#### PROBLEM
Could you copy out the data below with "smock" substituted for every "lab coat", leaving everything else the same?

(Stored items from a collection)
- - -

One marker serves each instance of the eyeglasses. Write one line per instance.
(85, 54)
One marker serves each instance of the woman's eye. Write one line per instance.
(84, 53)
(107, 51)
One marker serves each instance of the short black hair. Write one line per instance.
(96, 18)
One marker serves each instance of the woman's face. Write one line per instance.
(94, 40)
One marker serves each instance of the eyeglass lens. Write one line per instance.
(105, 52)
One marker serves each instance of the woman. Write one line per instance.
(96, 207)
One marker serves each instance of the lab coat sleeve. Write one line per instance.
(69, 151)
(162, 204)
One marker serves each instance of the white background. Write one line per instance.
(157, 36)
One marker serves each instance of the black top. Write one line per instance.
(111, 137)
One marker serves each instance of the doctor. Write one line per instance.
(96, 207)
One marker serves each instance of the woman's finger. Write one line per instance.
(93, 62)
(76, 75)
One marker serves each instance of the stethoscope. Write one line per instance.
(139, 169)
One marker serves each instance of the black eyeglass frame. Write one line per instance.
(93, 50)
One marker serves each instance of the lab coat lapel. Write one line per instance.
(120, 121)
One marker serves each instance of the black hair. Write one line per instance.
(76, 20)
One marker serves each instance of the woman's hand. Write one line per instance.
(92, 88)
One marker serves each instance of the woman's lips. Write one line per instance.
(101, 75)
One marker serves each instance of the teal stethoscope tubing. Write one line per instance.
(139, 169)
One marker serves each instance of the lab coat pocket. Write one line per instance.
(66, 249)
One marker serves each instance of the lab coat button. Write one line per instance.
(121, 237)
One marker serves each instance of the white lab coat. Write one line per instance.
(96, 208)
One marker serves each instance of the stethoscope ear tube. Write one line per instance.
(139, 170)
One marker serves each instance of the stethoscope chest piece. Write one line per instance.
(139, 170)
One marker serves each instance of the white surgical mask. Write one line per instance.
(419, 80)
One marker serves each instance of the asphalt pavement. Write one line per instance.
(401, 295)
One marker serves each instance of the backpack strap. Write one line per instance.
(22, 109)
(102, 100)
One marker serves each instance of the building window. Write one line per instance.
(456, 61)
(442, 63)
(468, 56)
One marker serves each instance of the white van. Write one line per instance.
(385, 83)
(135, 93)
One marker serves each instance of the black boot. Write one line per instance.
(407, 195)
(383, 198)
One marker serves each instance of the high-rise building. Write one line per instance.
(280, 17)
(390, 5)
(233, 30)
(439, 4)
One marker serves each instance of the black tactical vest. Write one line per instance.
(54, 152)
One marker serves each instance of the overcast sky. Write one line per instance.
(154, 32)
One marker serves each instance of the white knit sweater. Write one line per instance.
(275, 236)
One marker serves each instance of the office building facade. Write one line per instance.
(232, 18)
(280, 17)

- - -

#### EXERCISE RESULT
One marker serves each instance of the eyeglasses. Write one line per instance.
(85, 54)
One marker serves each instance of the woman's eye. Write one line per instance.
(84, 53)
(107, 51)
One marker serves each instance of the short black hair. Write one line per instance.
(96, 18)
One marker serves each instance of the woman's face. Write one line per instance.
(94, 40)
One marker serves each instance of the eyeglass lens. Write one line per instance.
(105, 52)
One marker serves each instance of the woman. Write one line per instance.
(96, 207)
One marker serves each instance of the smock sleeve. Write one line per instance.
(69, 151)
(162, 204)
One marker serves each instance of the white background. Write one line per instance.
(157, 36)
One marker serves each instance of the black top. Write one line per instance.
(111, 137)
One marker serves each instance of the doctor. Write one line per instance.
(96, 207)
One marker serves each instance of the woman's finger. Write one line per instance.
(93, 62)
(76, 75)
One marker serves each instance of the stethoscope. Write one line per instance.
(139, 169)
One marker serves each instance of the black eyeglass frame. Write one line per instance.
(93, 50)
One marker serves each instance of the smock lapel. Write one line per instance.
(120, 121)
One marker serves each instance of the black hair. Write one line per instance.
(76, 20)
One marker serves each instance of the woman's hand. Write one line per instance.
(92, 88)
One marker serves each instance of the woman's lips. Write one line per instance.
(101, 75)
One marker serves each instance of the teal stethoscope tubing. Write one line per instance.
(139, 169)
One marker serves each instance of the smock pocket. Write one line per instance.
(66, 249)
One marker serves each instance of the smock button. Write one line per instance.
(121, 237)
One marker serves each instance of the white smock. Write one line per instance.
(96, 208)
One marker serves each instance of the stethoscope ear tube. Write one line per instance.
(139, 170)
One marker serves each instance of the stethoscope chest piece. Write one line per instance.
(139, 170)
One marker serves each instance of the white surgical mask. Write one line per instance.
(419, 80)
One marker serves each instance of the asphalt pavement. Write one line per instance.
(401, 295)
One marker serves each instance of the backpack strap. Write one line per instance.
(22, 109)
(102, 100)
One marker serves each instance of the building window. Write one line per instance.
(456, 61)
(442, 63)
(468, 56)
One marker serves each instance of the white van. Write one line per instance.
(385, 83)
(135, 93)
One marker serves each instance of the black boot. Write one line per instance.
(407, 195)
(383, 198)
One marker serves each instance of the high-rise building. Write one line per instance.
(280, 17)
(390, 5)
(233, 30)
(439, 4)
One marker serves each instance of the black tactical vest. Write one line per instance.
(54, 152)
One marker serves each instance of the overcast sky. Write one line per instance.
(154, 32)
One marker serves each instance of the white knit sweater. Write one line per instance.
(275, 236)
One marker serves each instance of the office building facade. Write one line per instance.
(232, 18)
(280, 17)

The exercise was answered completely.